PROBLEM DETAILS
In the data that follows, count each line with the string "straight"; the reply is the number only.

EXERCISE DATA
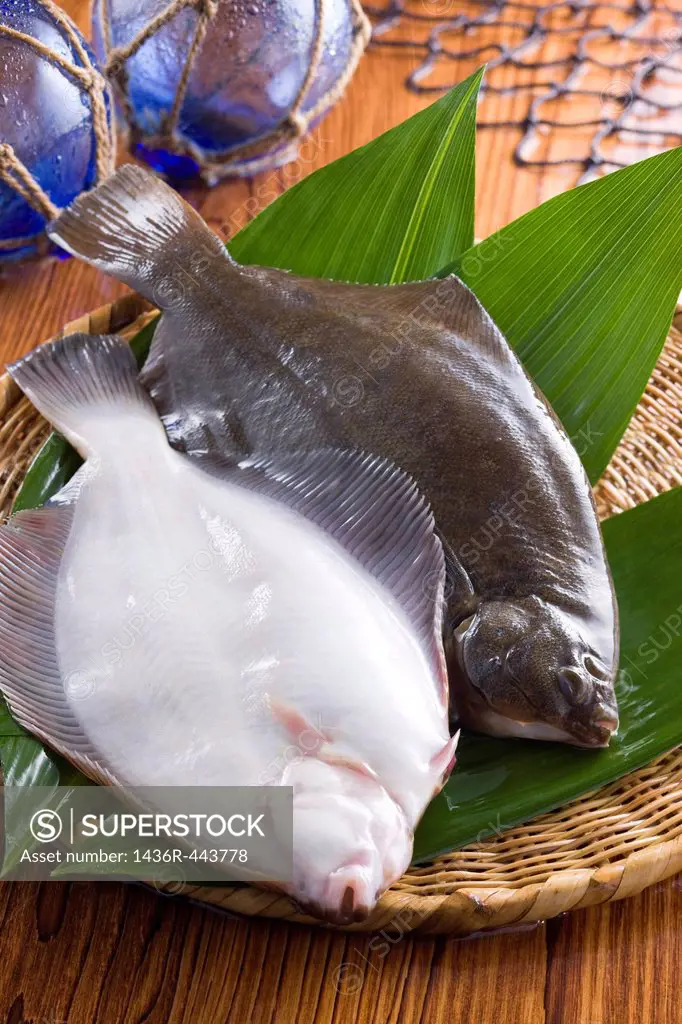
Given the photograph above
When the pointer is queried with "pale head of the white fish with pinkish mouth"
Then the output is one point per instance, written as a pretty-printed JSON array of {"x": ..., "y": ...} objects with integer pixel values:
[{"x": 352, "y": 840}]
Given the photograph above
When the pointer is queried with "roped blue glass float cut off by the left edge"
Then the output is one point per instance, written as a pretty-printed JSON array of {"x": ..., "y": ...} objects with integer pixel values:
[{"x": 56, "y": 123}]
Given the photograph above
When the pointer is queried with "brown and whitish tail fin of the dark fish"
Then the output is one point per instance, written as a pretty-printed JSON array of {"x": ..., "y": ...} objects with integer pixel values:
[{"x": 138, "y": 229}]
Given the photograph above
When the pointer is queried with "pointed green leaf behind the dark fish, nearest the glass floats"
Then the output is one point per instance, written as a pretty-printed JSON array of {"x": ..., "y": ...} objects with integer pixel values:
[{"x": 398, "y": 209}]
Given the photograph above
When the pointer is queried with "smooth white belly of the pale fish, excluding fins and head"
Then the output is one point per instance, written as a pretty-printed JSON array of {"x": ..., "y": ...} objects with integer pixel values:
[{"x": 159, "y": 550}]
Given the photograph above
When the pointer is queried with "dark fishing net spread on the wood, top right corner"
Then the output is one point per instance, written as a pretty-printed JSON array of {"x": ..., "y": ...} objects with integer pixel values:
[{"x": 590, "y": 86}]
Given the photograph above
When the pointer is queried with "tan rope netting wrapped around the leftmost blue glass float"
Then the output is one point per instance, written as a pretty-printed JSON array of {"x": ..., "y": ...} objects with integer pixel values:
[{"x": 13, "y": 172}]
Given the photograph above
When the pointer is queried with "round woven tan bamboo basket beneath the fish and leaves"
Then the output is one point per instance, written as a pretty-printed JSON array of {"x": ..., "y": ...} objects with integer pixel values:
[{"x": 604, "y": 847}]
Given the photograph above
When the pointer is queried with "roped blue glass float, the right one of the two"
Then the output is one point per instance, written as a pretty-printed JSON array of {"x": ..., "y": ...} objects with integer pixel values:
[{"x": 226, "y": 87}]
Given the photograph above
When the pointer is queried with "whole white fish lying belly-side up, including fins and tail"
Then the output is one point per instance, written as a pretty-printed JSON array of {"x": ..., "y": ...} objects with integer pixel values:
[{"x": 163, "y": 625}]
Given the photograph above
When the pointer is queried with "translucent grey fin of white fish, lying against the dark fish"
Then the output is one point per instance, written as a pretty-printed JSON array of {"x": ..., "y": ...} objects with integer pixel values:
[{"x": 376, "y": 514}]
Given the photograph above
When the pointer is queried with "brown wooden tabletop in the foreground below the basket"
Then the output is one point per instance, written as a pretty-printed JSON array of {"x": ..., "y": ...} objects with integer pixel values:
[{"x": 91, "y": 953}]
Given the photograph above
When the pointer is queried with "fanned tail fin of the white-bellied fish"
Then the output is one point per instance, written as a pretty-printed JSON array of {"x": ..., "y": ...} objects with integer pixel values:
[{"x": 76, "y": 381}]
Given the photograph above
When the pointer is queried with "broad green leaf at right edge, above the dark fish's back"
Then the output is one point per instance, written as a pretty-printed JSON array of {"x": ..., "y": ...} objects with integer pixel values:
[{"x": 585, "y": 288}]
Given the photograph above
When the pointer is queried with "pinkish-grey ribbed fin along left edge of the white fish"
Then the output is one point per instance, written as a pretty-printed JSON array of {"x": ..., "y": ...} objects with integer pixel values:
[{"x": 31, "y": 548}]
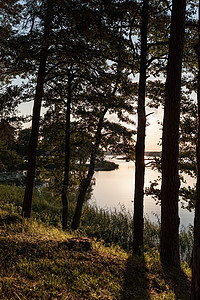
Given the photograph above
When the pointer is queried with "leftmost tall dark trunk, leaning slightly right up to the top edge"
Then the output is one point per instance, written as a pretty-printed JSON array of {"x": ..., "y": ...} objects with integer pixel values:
[{"x": 27, "y": 203}]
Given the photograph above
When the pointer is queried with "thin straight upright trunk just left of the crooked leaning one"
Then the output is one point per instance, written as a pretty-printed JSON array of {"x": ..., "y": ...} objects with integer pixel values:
[{"x": 64, "y": 195}]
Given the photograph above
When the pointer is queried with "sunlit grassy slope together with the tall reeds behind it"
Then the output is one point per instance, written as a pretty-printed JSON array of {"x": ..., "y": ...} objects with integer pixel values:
[{"x": 40, "y": 261}]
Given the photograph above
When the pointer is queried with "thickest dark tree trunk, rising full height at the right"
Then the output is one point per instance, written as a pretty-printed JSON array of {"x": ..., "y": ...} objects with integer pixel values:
[{"x": 169, "y": 240}]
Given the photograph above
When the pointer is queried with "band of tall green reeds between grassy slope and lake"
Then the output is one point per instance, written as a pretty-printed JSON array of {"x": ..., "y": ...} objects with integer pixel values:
[{"x": 110, "y": 227}]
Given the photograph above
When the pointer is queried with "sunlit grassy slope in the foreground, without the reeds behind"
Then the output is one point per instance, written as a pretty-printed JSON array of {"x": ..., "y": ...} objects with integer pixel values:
[{"x": 42, "y": 262}]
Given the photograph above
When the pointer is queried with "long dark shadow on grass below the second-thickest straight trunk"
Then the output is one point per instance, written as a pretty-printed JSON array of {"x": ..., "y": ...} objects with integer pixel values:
[{"x": 135, "y": 280}]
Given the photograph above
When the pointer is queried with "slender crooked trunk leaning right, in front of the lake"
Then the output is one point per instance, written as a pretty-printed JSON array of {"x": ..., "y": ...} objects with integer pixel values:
[{"x": 86, "y": 182}]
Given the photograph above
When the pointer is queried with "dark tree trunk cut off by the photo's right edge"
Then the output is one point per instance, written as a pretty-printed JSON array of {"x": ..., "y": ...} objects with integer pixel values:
[{"x": 195, "y": 286}]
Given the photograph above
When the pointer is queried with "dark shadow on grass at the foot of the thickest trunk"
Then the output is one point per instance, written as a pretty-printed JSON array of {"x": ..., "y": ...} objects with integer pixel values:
[{"x": 178, "y": 281}]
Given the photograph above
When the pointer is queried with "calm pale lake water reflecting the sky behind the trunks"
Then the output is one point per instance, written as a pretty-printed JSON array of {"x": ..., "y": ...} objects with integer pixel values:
[{"x": 115, "y": 188}]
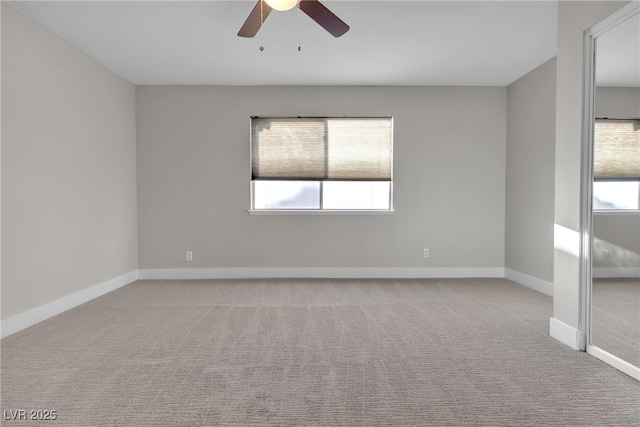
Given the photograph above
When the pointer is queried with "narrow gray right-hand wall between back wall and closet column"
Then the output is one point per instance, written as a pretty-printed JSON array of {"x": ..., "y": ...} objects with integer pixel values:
[{"x": 530, "y": 172}]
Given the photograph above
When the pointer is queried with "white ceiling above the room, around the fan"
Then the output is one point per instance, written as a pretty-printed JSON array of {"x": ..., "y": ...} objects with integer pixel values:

SOLVED PROBLEM
2